Hell, I haven’t even processed what to do with the fact that The Road Warrior was one of my top five all time films and then Fury Road came along and caused me to question everything I’ve ever understood about cinema.
What I am here to tell you is that George Miller is a singular voice, a brilliant madman who created a wasteland, and a 5 entry deep film franchise spanning some 50 years now, that I value and appreciate and will revisit over and over again throughout my brief time on this earth.
Furiosa: A Mad Max Saga, like Fury Road and the original trilogy before it, is a brainchild. It’s a product of an auteur unlike almost any other. It’s the latest in a series that has almost no comparisons to measure against. What other series has hit 5 entries over almost 50 years all directed by the same individual, with the level of indelible cultural significance, critical acclaim, and mythological resonance as the Mad Max wasteland? Someday perhaps the Avatar series will be comparable. They’re certainly at the scale and sheer level of vision that the mighty George Miller brings to his creations.
Warner Brothers And I know that every film ever made is a massive community effort. A veritable army of cast, crew, and studio reps all have to come together to craft every single blockbuster that’s ever come along. And yet: it seems that George Miller is simply one of the best to ever do it and leads his army of devoted creatives to generate a vision so singular that it’s unmistakable and unforgettable.
I must still admit that I had my doubts and misgivings. I’m not the world’s biggest prequel fan: it can be frustrating kind of “knowing” where it’s all leading. I’m not the world’s biggest re-casting fan: Charlize Theron (or Mel Gibson for that matter) kind of can’t be replaced. Miller also seemingly broke a couple of his own rules here, for the first time making an indisputably direct prequel to the last entry when all the other tales have seemingly been riffs on a wasteland legend with little tying one entry to the next beyond the production design and eternal loner hero Max Rockatansky. And even for the first time seemingly confirming that this wasteland is indeed his own native Australia. (At least it is this go-round).
And yet, I should never have doubted. Because Miller is a born storyteller and these films come from deep within his heart. Anya Taylor-Joy (like Tom Hardy before her) feels like maybe the only human being on earth who could have successfully headlined a major franchise like this and filled the shoes of Theron. She’s striking and believable and gives it her all. Chris Hemsworth’s antagonist Dementus is a confident, layered, humorous, and frightening presence and some of the best character work of Hemsworth’s career. Tom Burke’s Praetorian Jack plays a significant role and it’s one of those exciting situations where I’m blown away by a character and an actor I wasn’t expecting and knew almost nothing about.

===

DIRECTION 1
Condense the paragraph of the review beginning "I must still admit that I had my doubts" into a bulleted list that keeps its main facts.
DIRECTION 2
Show each line of the records that contains the string "with", treating uppercase and lowercase as distinct.
The review and the records have no connection to each other.

(Entries from a dataset)
===

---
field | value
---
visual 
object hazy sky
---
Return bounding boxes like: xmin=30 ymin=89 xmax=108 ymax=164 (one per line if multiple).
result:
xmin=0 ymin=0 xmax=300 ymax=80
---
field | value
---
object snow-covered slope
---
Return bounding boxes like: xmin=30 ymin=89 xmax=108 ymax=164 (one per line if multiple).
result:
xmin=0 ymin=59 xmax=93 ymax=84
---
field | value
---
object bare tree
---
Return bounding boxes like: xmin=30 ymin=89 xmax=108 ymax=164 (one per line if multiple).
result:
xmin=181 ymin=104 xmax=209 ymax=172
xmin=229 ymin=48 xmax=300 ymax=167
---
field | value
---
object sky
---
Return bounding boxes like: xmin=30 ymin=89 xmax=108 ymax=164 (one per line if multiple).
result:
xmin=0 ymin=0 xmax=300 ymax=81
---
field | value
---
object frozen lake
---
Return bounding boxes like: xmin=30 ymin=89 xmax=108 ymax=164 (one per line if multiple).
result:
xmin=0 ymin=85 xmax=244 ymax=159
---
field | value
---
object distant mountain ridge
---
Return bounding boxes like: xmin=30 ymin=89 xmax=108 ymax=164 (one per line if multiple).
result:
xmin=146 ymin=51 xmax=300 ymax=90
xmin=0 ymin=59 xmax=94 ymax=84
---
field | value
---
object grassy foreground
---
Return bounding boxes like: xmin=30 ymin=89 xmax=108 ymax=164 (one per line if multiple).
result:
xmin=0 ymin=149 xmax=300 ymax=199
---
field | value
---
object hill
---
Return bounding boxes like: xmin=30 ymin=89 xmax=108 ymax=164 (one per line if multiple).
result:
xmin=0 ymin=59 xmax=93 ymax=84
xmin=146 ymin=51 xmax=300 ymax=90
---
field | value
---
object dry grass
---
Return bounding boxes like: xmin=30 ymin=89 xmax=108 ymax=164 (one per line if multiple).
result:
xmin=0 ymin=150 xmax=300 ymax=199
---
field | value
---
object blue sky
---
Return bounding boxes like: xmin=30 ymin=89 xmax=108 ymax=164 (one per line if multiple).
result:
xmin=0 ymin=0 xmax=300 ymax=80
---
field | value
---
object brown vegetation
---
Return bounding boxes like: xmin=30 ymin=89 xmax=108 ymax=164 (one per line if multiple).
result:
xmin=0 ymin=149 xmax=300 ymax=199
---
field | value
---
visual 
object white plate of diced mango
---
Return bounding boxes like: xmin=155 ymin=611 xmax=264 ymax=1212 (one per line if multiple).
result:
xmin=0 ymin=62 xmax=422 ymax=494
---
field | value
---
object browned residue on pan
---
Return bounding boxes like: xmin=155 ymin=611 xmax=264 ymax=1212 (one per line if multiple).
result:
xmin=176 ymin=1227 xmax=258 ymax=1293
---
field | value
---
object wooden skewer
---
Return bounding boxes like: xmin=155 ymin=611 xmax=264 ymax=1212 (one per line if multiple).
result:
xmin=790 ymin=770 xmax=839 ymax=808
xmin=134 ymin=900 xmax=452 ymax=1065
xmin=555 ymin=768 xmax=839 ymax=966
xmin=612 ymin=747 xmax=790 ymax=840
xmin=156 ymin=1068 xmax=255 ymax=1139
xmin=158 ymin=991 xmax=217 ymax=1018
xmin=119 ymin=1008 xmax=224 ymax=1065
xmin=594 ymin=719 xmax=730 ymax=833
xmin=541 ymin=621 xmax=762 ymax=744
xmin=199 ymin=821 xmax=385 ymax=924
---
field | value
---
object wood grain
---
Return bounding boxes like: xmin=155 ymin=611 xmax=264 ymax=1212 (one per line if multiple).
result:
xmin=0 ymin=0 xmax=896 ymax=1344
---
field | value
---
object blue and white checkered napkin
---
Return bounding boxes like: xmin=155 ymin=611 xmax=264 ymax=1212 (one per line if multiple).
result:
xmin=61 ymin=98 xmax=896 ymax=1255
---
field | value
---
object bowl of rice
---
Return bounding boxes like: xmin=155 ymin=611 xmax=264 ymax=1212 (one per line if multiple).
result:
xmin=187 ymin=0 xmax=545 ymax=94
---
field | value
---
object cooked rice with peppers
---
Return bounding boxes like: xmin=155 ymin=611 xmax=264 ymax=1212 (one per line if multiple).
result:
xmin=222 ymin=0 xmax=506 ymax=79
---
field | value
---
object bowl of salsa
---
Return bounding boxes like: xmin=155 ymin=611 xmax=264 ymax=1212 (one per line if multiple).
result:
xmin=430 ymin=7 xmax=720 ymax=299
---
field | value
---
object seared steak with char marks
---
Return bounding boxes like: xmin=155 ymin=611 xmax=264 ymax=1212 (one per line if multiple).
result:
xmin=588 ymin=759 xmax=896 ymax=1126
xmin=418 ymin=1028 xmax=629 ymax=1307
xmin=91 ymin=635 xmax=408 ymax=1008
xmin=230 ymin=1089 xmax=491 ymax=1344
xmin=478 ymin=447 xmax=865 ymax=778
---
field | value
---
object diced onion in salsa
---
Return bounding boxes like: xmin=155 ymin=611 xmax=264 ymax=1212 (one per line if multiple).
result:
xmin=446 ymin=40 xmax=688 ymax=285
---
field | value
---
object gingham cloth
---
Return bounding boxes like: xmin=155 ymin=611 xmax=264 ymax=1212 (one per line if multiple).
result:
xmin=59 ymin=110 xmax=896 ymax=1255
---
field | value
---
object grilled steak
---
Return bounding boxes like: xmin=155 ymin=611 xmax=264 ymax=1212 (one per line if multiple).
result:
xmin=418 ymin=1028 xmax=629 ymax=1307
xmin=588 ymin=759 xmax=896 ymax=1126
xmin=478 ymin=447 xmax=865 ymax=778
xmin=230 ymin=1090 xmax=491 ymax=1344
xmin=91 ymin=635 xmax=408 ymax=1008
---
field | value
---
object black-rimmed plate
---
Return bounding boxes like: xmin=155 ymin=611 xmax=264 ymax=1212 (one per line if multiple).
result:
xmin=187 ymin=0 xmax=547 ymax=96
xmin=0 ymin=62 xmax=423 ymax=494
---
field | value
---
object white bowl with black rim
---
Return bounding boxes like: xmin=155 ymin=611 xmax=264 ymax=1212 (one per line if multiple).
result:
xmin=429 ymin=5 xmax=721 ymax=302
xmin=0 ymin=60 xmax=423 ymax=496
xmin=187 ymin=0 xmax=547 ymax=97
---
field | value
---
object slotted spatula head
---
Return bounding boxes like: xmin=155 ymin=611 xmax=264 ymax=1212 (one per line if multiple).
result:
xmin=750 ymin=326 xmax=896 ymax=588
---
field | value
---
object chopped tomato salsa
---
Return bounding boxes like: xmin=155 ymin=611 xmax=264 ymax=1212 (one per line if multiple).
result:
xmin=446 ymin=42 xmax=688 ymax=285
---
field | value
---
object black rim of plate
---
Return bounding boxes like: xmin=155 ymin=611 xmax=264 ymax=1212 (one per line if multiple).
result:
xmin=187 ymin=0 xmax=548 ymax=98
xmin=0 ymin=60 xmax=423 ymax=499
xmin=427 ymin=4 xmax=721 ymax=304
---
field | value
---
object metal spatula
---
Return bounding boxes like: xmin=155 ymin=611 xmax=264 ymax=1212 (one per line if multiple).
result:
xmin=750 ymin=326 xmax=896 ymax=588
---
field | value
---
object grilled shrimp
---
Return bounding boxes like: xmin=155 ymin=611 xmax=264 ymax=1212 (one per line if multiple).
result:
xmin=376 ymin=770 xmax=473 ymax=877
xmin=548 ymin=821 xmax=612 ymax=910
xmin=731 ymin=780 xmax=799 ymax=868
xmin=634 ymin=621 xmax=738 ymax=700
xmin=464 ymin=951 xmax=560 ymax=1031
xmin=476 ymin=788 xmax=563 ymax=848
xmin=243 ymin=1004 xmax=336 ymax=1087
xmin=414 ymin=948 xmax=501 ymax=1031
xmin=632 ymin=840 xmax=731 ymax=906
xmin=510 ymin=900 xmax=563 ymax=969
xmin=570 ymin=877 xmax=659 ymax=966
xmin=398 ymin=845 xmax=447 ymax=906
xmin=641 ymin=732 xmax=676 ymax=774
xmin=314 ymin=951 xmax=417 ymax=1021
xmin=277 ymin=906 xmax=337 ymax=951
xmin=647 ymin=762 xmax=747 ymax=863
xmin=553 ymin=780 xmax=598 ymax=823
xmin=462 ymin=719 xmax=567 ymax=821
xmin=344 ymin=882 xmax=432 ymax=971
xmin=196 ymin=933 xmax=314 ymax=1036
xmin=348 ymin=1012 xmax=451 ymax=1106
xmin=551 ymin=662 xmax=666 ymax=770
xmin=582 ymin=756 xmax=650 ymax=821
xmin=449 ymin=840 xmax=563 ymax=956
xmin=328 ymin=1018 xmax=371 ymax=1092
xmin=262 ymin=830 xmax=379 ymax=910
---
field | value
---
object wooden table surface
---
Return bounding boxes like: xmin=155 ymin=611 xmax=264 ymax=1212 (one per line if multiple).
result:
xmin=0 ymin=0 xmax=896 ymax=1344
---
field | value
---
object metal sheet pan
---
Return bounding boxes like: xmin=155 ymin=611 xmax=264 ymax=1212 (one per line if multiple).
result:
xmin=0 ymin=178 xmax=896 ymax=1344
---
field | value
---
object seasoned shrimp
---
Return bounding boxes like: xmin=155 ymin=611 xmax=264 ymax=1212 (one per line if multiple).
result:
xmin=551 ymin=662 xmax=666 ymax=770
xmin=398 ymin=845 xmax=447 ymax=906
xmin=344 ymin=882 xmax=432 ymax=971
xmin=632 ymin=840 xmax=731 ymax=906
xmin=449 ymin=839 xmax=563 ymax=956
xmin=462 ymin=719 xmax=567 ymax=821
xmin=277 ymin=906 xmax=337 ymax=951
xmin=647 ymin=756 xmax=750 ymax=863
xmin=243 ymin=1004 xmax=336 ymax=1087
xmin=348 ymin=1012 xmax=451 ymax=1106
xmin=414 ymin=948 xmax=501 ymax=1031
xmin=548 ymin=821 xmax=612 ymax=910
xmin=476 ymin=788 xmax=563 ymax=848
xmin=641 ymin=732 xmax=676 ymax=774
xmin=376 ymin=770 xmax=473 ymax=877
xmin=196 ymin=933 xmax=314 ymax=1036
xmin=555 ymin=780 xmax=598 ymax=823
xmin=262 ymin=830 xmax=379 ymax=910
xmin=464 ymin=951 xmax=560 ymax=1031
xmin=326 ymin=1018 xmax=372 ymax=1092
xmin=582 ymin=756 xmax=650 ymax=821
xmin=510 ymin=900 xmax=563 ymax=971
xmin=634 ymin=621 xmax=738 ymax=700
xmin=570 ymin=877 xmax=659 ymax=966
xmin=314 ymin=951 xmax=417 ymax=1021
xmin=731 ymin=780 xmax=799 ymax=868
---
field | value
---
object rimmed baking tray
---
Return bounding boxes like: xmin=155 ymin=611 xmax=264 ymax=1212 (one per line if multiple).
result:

===

FULL OUTPUT 1
- The writer had doubts and misgivings about the film.
- The writer is not a big fan of prequels, since "knowing" where the story leads can be frustrating.
- The writer is not a big fan of re-casting, as Charlize Theron (or Mel Gibson) seemingly cannot be replaced.
- Miller seemingly broke his own rules by making, for the first time, an indisputably direct prequel to the last entry. The earlier films seemed to be riffs on a wasteland legend, linked mainly by production design and the loner hero Max Rockatansky.
- For the first time, the film also seemingly confirms that the wasteland is Miller's native Australia, at least in this installment.

FULL OUTPUT 2
object cooked rice with peppers
object seared steak with char marks
object white bowl with black rim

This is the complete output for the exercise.